*Passage provided:*
=====

Pastoral care, well-being and discipline

By all accounts, a massive strength of the school. As one parent said, every day their son ‘had gone to school with a smile on his face and come home with a smile on his face’. Others spoke of a happy and secure environment where children are social, look people in the eye and are making the best of who they are.

While every school says there is a caring environment, the students we saw and spoke to – who really did smile and make eye contact without knowing who we were – looked cheery. We also noted the impeccable manners - door opening, standing aside. They didn’t seem formulaic, just natural consideration, true courtesy.

A very inclusive environment; most parents seemed to think the house system was instrumental here – the spectrum of inter-house competitions (a house play, a house singing competition etc) all offering a sense of identity. The children relish being part of a group, not wanting to let the group down. First and second form (years 7-8) are all in Lancaster House, which parents said was an excellent stepping stone and a good way of introducing them to the whole school. From the third year, they join one of three boys’ or two girls’ houses. Parents say pupils all look after each other and being part of the house is viewed as an honour.

=====

*Dataset:*
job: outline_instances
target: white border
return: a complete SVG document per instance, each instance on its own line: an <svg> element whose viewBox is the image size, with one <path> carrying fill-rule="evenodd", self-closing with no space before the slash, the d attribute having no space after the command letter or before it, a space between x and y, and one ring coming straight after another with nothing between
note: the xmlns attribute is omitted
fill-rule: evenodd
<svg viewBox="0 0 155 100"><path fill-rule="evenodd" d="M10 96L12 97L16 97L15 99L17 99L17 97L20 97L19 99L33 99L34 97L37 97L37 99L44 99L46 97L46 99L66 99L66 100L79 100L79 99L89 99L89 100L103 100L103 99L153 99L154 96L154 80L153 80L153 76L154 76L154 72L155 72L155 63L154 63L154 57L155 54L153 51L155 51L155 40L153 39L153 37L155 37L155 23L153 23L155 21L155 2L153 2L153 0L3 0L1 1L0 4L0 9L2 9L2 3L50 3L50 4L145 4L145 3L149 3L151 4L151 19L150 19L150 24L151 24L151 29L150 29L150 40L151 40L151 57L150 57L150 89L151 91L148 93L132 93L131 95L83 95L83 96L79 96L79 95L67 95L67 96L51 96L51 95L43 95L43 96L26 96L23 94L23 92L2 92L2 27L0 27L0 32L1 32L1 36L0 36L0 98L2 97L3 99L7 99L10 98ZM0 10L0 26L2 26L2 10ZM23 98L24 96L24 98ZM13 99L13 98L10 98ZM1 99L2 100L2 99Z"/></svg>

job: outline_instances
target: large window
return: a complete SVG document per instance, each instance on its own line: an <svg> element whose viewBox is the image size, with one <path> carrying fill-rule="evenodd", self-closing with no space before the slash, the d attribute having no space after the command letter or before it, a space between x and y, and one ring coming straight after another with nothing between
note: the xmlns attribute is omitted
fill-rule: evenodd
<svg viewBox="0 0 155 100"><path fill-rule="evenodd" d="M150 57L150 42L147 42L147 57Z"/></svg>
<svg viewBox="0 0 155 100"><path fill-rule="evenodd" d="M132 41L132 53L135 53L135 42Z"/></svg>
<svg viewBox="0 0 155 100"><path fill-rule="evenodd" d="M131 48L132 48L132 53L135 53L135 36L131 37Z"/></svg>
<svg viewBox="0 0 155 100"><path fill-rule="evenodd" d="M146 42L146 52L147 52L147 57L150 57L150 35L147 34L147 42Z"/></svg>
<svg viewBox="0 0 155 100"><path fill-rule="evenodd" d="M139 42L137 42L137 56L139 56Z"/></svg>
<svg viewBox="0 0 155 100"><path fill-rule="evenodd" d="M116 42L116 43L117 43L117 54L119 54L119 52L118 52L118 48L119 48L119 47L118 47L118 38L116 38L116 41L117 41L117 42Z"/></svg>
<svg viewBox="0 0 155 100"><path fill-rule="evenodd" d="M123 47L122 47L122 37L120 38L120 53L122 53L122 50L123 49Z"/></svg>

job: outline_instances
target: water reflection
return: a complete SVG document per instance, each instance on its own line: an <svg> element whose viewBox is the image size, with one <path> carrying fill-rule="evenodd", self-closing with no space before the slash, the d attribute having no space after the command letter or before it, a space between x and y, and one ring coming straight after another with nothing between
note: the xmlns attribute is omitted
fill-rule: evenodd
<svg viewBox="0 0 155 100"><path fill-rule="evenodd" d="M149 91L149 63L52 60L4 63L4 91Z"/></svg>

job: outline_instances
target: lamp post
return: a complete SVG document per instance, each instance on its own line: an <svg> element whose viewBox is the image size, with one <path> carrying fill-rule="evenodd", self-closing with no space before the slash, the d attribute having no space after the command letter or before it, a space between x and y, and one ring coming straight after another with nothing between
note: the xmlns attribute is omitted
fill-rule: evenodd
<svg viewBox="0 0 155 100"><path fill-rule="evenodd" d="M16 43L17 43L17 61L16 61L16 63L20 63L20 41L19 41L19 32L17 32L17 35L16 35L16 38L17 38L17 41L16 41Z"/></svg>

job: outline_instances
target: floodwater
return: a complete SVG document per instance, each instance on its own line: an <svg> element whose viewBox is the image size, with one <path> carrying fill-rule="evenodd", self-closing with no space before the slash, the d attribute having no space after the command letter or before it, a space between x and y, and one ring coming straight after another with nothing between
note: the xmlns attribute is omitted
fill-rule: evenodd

=====

*Required actions:*
- A) Summarize the pastoral care passage in two sentences.
- B) According to the pastoral care passage, which house are all first and second form pupils in?

*Written responses:*
- A) Parents and visitors describe the school's pastoral care as a major strength, with happy, secure children who smile, make eye contact and show natural, courteous manners. Parents credit the house system, with its inter-house competitions and Lancaster House for first and second form, for an inclusive environment where pupils look after each other and see house membership as an honour.

- B) Lancaster House.